#### SUPPLIED TEXT
#####

The net loss for the first nine months of 2009 was $90.6 million, or $1.56 per basic and diluted share, on total revenues of $2.1 million, compared with a net loss of $60.0 million, or $1.12 per basic and diluted share, on total revenues of $2.1 million for the same period in 2008. The net loss for the nine months ended September 30, 2009 includes a non-cash charge of $24.1 million due to a valuation adjustment relating to warrants that we issued in connection with our April 2009 registered direct offering. On a non-GAAP basis, excluding the $24.1 million non-cash charge, our net loss for the first nine months of 2009 was $66.5 million, or $1.15 per basic and diluted share, compared with a GAAP net loss of $60.0 million for the nine months ended September 30, 2008, or $1.12 per basic and diluted share.
Financial Results of Operations for the Three Months Ended September 30, 2009
Total revenues for the third quarter of 2009 were $0.3 million compared with $0.5 million for the third quarter of 2008, a decrease of $0.2 million mainly due to lower gross sales of Oxandrin® as a result of decreased overall demand for the product from increased generic competition. Additionally, we adjusted our Oxandrin product return reserve in both the current and prior year quarters to reflect higher actual return experience. We expect that sales of Oxandrin will continue to decline slightly or remain flat in future periods. The decrease in Oxandrin sales was partially offset by a $0.1 million increase in sales of our authorized generic oxandrolone, due to increased market share being achieved by Watson Pharmaceuticals, Inc. (Watson), our authorized generic distributor.
Research and development expenses for the third quarter of 2009 were $17.7 million, compared with $10.9 million for the third quarter of 2008, an increase of $6.8 million, or 62%. The increase is primarily due to $4.5 million in contingency charges recorded in the third quarter of 2009 relating to amending the fee schedule and total obligation under our services agreement with our proposed secondary source supplier of pegloticase active pharmaceutical ingredient (API). We also incurred $1.0 million in higher expenses resulting from increased outside laboratory testing services supporting our OLE study for KRYSTEXXA.

#####

#### EXTRACTED MATERIAL
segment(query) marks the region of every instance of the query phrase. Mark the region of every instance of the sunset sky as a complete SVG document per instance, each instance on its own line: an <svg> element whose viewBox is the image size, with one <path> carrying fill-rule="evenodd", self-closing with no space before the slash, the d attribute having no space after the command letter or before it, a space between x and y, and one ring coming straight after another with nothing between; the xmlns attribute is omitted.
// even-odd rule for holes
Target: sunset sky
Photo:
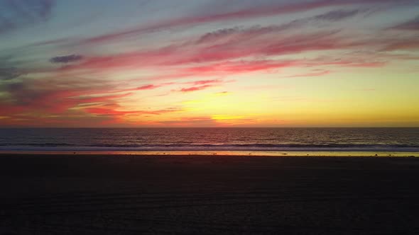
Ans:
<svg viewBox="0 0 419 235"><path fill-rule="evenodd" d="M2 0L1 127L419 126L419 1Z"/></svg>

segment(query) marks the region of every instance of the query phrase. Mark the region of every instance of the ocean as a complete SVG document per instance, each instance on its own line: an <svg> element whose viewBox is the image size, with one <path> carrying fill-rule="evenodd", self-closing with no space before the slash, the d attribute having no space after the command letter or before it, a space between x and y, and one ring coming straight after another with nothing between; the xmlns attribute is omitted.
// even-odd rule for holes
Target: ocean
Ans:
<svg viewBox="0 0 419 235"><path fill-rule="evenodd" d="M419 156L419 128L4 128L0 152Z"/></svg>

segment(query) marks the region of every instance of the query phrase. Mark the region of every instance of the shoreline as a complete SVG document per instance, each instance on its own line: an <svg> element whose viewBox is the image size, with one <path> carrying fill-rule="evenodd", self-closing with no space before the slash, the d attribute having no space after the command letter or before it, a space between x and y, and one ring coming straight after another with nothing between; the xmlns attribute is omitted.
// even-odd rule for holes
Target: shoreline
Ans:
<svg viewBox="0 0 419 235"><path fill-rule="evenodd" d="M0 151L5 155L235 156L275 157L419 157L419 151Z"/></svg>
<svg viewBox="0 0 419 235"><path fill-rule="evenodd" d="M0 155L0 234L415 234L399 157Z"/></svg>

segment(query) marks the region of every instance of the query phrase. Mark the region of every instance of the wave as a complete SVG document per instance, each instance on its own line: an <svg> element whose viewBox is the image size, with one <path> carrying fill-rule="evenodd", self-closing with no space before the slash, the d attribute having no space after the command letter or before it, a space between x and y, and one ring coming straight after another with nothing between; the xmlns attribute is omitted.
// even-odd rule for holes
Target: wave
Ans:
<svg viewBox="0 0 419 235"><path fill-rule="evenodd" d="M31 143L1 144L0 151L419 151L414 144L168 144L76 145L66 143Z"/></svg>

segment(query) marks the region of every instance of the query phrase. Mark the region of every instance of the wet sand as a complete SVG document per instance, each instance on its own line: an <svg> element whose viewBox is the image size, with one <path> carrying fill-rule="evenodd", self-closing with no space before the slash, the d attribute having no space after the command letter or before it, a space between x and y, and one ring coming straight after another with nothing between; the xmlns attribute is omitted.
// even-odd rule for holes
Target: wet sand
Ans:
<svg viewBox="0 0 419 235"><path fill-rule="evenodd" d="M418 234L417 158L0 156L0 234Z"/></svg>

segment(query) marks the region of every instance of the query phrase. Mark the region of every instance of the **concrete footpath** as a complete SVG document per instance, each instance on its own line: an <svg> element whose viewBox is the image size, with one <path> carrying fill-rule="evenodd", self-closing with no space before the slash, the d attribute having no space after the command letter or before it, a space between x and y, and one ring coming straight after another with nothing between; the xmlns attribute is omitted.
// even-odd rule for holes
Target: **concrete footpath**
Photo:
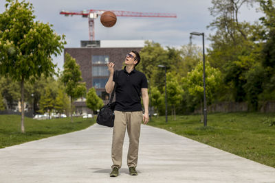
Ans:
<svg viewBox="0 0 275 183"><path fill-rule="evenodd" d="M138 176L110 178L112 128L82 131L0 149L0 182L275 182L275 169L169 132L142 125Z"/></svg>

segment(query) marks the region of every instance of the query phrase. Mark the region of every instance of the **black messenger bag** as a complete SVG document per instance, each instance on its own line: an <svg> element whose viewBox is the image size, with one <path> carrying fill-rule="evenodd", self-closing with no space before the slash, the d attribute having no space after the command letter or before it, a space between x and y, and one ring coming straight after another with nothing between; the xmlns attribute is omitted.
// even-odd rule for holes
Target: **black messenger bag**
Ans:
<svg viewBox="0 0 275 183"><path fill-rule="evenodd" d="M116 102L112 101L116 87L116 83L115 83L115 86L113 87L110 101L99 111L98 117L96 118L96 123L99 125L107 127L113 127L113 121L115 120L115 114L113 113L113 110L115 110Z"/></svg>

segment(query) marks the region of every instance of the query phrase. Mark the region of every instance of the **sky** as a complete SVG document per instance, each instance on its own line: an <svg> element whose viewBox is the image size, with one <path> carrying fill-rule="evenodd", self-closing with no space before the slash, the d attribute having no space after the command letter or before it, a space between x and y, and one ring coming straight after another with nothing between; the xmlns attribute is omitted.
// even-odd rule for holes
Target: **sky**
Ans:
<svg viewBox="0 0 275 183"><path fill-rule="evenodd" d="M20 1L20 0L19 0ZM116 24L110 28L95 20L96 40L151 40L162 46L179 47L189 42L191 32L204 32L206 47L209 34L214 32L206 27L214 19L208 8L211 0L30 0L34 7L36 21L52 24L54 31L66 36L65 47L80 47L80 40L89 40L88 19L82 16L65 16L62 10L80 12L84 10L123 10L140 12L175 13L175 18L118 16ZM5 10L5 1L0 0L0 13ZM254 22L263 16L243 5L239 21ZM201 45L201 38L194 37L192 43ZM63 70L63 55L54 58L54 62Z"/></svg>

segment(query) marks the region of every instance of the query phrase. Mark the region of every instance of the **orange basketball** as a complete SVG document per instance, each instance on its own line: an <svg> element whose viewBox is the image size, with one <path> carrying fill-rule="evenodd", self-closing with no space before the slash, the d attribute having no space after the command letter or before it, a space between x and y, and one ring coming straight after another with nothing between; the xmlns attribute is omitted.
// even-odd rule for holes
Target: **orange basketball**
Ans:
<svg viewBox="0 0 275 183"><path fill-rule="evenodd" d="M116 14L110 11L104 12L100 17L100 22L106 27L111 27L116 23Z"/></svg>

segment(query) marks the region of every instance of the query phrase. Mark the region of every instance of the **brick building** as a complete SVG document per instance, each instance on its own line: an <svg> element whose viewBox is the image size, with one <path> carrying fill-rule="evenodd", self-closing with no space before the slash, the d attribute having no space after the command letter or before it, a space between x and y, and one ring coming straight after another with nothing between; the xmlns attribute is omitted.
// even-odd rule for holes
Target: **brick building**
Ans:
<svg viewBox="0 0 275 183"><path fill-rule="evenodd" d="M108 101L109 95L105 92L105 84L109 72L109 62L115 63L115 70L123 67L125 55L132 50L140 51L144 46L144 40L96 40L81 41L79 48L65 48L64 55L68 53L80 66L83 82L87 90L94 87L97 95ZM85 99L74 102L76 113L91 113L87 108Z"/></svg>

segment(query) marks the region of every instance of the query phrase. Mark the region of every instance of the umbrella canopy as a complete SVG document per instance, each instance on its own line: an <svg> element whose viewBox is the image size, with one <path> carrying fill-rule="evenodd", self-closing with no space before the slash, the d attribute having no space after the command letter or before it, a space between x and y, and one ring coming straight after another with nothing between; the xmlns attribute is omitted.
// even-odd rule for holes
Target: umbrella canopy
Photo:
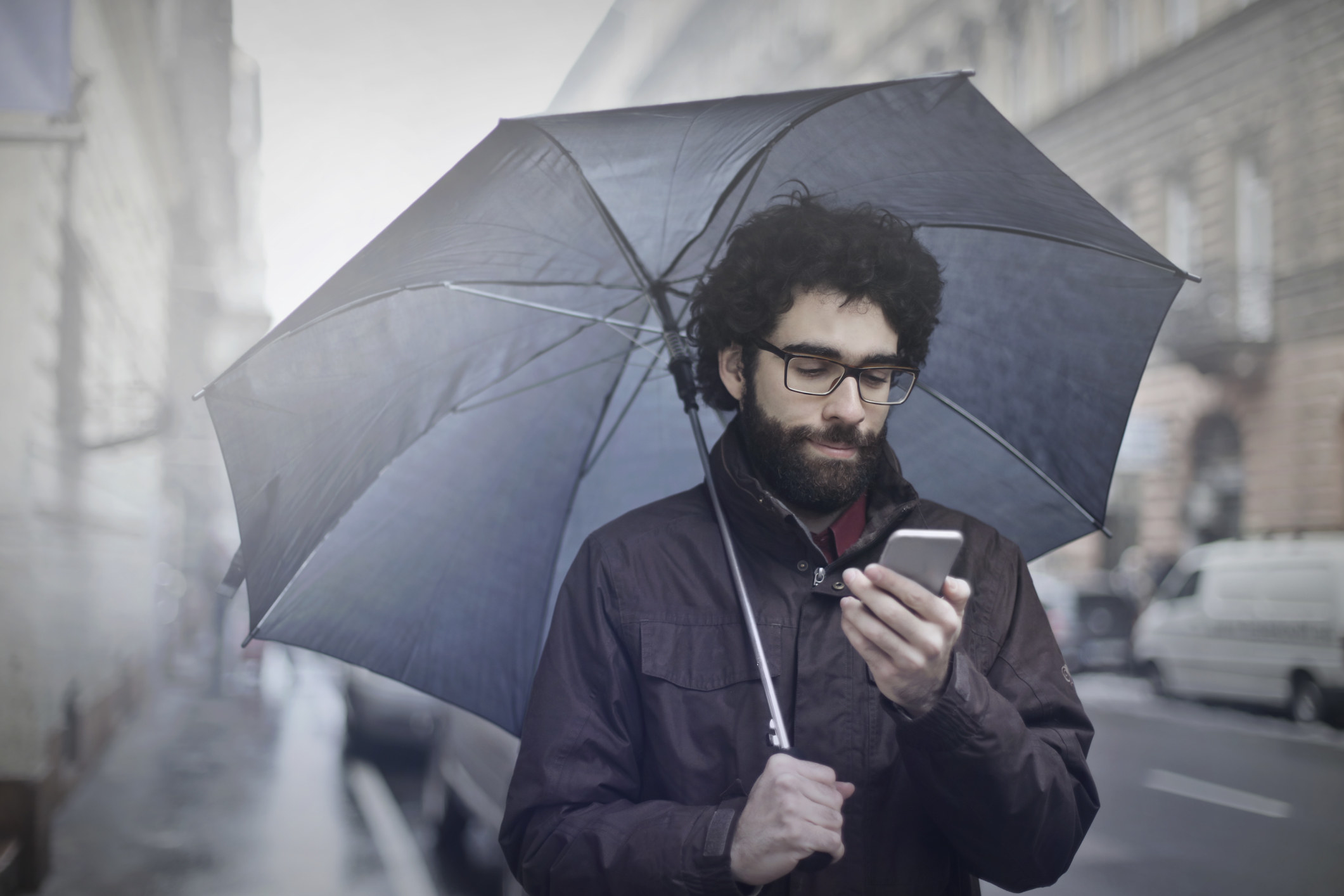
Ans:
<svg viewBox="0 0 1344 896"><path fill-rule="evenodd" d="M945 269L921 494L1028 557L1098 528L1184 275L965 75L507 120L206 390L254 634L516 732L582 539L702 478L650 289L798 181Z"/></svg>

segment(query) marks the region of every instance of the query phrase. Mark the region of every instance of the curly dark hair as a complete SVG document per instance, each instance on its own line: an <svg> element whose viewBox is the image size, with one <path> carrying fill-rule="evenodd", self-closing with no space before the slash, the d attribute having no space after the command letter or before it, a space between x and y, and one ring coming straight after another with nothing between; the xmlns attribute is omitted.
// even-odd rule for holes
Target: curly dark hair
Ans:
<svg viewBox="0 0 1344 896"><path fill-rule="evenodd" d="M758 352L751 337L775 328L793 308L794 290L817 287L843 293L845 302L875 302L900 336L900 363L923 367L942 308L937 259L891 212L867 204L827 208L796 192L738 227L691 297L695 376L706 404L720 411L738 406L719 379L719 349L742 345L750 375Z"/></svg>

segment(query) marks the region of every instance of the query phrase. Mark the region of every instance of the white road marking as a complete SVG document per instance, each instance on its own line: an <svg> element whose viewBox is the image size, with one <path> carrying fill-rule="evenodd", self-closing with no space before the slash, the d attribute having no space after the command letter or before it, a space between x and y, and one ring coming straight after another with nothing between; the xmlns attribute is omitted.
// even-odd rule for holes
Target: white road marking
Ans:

#####

#### ACTIONS TO TAKE
a. According to the 2009 financial results text above, why were total revenues lower in the third quarter of 2009 than in the third quarter of 2008?
b. From the 2009 financial results text, retype the passage starting at "The net loss for the first" and ending at "and diluted share.".
c. Extend the 2009 financial results text, picking up right after its last sentence.

#### RESULTS BY TASK
a. Revenues fell mainly because gross sales of Oxandrin® were lower. Overall demand for the product dropped as generic competition increased.

b.
The net loss for the first nine months of 2009 was $90.6 million, or $1.56 per basic and diluted share, on total revenues of $2.1 million, compared with a net loss of $60.0 million, or $1.12 per basic and diluted share, on total revenues of $2.1 million for the same period in 2008. The net loss for the nine months ended September 30, 2009 includes a non-cash charge of $24.1 million due to a valuation adjustment relating to warrants that we issued in connection with our April 2009 registered direct offering. On a non-GAAP basis, excluding the $24.1 million non-cash charge, our net loss for the first nine months of 2009 was $66.5 million, or $1.15 per basic and diluted share, compared with a GAAP net loss of $60.0 million for the nine months ended September 30, 2008, or $1.12 per basic and diluted share.

c.
Selling, general and administrative expenses for the third quarter of 2009 were $8.5 million, compared with $7.6 million for the third quarter of 2008, an increase of $0.9 million, or 13%, primarily due to severance expense related to our plan of termination that reduced our workforce by 25 employees in the third quarter of 2009.
Investment income, net for the third quarter of 2009 was $0.5 million, compared with $0.3 million for the three months ended September 30, 2008, an increase of $0.2 million, or 48%, primarily due to realized gains on the sale of short-term investments.
Other income, net for the third quarter of 2009 was $11.8 million, compared with Other expense, net of $0.1 million for the third quarter of 2008, an increase to income of $11.9 million as a result of the non-cash gain on the mark-to-market valuation adjustment to our warrant liability during the three months ended September 30, 2009.
Financial Results of Operations for the Nine Months Ended September 30, 2009
Total revenues for the first nine months of 2009 were $2.1 million, consistent with the same period of 2008.
Research and development expenses for the first nine months of 2009 were $42.1 million, compared with $37.8 million for the same period of 2008, an increase of $4.3 million, or 11%.